* Extracted data *
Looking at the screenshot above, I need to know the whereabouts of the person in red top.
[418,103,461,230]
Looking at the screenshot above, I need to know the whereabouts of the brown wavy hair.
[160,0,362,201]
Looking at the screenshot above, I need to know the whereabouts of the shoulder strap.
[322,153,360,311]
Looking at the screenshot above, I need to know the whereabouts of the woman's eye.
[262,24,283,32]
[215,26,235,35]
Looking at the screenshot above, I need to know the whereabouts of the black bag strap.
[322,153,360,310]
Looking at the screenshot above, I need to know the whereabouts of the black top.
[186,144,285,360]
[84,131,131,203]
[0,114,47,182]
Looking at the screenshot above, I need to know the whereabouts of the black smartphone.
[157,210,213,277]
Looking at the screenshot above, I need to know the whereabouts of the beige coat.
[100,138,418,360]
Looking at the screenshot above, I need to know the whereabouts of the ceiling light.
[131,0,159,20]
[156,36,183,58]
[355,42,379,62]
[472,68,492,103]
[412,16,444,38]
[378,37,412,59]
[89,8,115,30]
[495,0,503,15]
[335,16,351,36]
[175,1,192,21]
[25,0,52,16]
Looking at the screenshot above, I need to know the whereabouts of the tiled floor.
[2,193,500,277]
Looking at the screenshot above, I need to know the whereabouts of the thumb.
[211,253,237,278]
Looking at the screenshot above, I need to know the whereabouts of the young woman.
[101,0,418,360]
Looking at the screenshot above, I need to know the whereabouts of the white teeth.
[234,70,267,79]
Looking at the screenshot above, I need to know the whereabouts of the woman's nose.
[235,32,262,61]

* Goal of the exercise *
Convert every line of the records above, including each bracketed set of coordinates, into a JSON list of strings, with one string per line and blank lines omitted.

* Written response *
[
  "Looking at the screenshot above, I need to know the whereabouts of the person in red top.",
  "[418,103,461,230]",
  "Looking at the screenshot above, I need to know the whereabouts of the brown wavy hair.",
  "[160,0,362,201]",
  "Looking at the screenshot above, I need to know the whereabouts of the shoulder strap.",
  "[322,153,360,311]",
  "Looking at the screenshot above, I need to know the whereabouts of the woman's eye.",
  "[262,24,283,32]",
  "[215,26,235,35]",
  "Looking at the screenshot above, I need to know the whereabouts of the black bag strap.",
  "[322,153,360,310]",
  "Looking at the screenshot above, I need to know the whereabouts of the black top.",
  "[186,144,285,360]",
  "[84,131,131,203]",
  "[0,114,47,182]",
  "Looking at the screenshot above, I need to know the whereabouts of the black smartphone.",
  "[157,210,213,277]",
  "Looking at the screenshot above, I need to know the whereabouts of the beige coat.",
  "[100,138,418,360]",
  "Looking at the screenshot above, I need to know the whereabouts of the ceiling light.",
  "[131,0,159,20]",
  "[156,36,183,58]",
  "[355,42,379,62]",
  "[472,68,492,103]",
  "[412,16,444,38]",
  "[378,37,412,59]",
  "[89,8,115,30]",
  "[495,0,503,15]",
  "[335,16,351,36]",
  "[175,1,192,21]",
  "[25,0,52,16]",
  "Looking at the screenshot above, I need to know the whereabouts of the tiled floor.",
  "[2,193,500,277]",
  "Looking at the screenshot above, I need to know the whereabouts of the thumb.",
  "[211,253,237,278]",
  "Looking at the screenshot above, I need to know the whereabouts of the young woman.",
  "[101,0,418,360]",
  "Looking at the screenshot above, I need to know the whereabouts of the white teeth.",
  "[234,70,267,79]",
  "Looking at the screenshot above, I need to know the whereabouts of the woman's nose.",
  "[235,32,262,61]"
]